Je passe voir ma mère à la Almudena. Je n'y vais que quand il fait soleil, je n'aurais pas la moëlle d'affronter les tombes si la grisaille du ciel venait s'additionner à celle du granit et à la forêt de croix, crucifix et saintes vierges qui font des rares tombes non catholiques des ilots noyés dans l'omniprésence d'une religion ô combien dominante.
Il y a quelques jours j'ai fini de lire "Trece Rosas Rojas" de Carlos Fonseca, écrivain-journaliste qui a choisi de redonner vie, par des récits-enquêtes rigoureux et poignants, à des figures oubliées, effacées, de la guerre 36-39 et de la répression qui suivit, dans les années quarante du XXème siècle. Fonseca ne s'intéresse à l'Histoire avec un grand H qu'à travers les histoires des simples gens, les comme vous, les comme moi. L'histoire, il préfère l'écrire en minuscules.
J'ai toujours su, parce qu'on sait ces choses là sans avoir l'impression de les avoir jamais apprises, qu'une partie du mur d'enceinte du cimetière où repose ma mère servit de cadre aux exécutions qui suivaient les procès "sumarisimos" comme ils étaient qualifiés par les autorités elles-mêmes. Ça signifie "plus que sommaires", et ils l'assumaient. Sans dossier réel, sans défense digne de ce nom, sans autre but que soumettre par la terreur la totalité de la population. D'annihiler la "peste rouge", à savoir la République et quiconque la soutenait ou l'avait soutenue.
A la façon du Mur des Fédérés, à Paris, éclaboussé du sang des Communards, les briques rouges du cimetière de la Almudena fixent la mémoire des fusillés. Et, en l'occurrence, des fusillées. Les "Trece Rosas" (Treize Roses), étaient de très jeunes femmes. Le matin du 5 aout 1939, (la guerre est officiellement terminée le 1er avril) au moment où elles furent passées par les armes, huit d'entre elles étaient mineures, la majorité étant alors à vingt et un ans. Aux vaincus qui avaient pu se bercer de l'illusion qu'au moins les plus jeunes échapperaient à la peine de mort, (la "paca" comme on la surnommait dans les geôles surpeuplées du franquisme), les vainqueurs envoyaient un signal clair. Il s'agissait d'anéantir toute velléité non pas de liberté mais simplement d'espoir. Aucune de ces treize filles n'avait commis le moindre crime. Elles avaient simplement, avant et pendant la guerre, quand c'était légal, été membres de la JSU, les jeunesses socialistes et communistes. Mais dans l'arsenal juridique franquiste, une loi, dite de "adesion a la rebelion", adhésion à la rébellion, permettait de punir de manière rétroactive quiconque avait manifesté adhésion ou même simple sympathie pour le gouvernement démocratiquement élu du Front Populaire ou pour les syndicats et associations légales de l'époque. Le terme même "adhésion à la rébellion" en dit long sur la perversité des franquistes, quand on sait que ce furent eux qui se rebellèrent contre un État démocratique et un gouvernement sorti des urnes.

- _Données extraites_

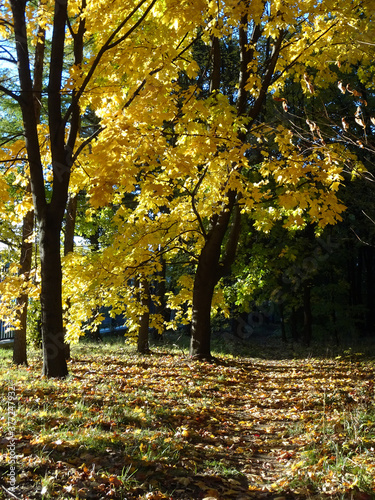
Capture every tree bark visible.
[137,277,151,354]
[190,193,235,360]
[303,282,312,347]
[13,204,34,366]
[39,206,68,377]
[13,0,45,365]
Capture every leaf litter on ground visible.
[0,344,375,500]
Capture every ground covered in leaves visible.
[0,343,375,500]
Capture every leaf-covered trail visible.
[0,348,375,500]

- _Travail à faire_
[a] Recopiez le passage du texte sur les Treize Roses qui va de « Il y a quelques » à « l'écrire en minuscules. », ces deux bornes comprises.
[b] Relevez toutes les expressions que le texte sur les Treize Roses met entre guillemets, dans leur ordre d'apparition.

- _Résultats attendus_
[a]
Il y a quelques jours j'ai fini de lire "Trece Rosas Rojas" de Carlos Fonseca, écrivain-journaliste qui a choisi de redonner vie, par des récits-enquêtes rigoureux et poignants, à des figures oubliées, effacées, de la guerre 36-39 et de la répression qui suivit, dans les années quarante du XXème siècle. Fonseca ne s'intéresse à l'Histoire avec un grand H qu'à travers les histoires des simples gens, les comme vous, les comme moi. L'histoire, il préfère l'écrire en minuscules.

[b]
- Trece Rosas Rojas
- sumarisimos
- plus que sommaires
- peste rouge
- Trece Rosas
- paca
- adesion a la rebelion
- adhésion à la rébellion